Render the entries below as a two-column CSV with the headers "query" and "result", one row per entry. Put each text and its answer in its own quoted field, and replace any line breaks with spaces.

(A block of data)
=-=-=-=-=

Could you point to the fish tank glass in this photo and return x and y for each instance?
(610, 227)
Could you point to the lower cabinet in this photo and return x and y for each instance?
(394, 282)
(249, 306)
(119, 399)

=-=-=-=-=

> _RESULT OF THIS TASK_:
query,result
"Could you point to the fish tank glass in this photo and return x and y for each instance?","(610, 227)"
"Could you point to the lower cabinet in this photo and return x and y for each instance?","(394, 282) (249, 306) (119, 399)"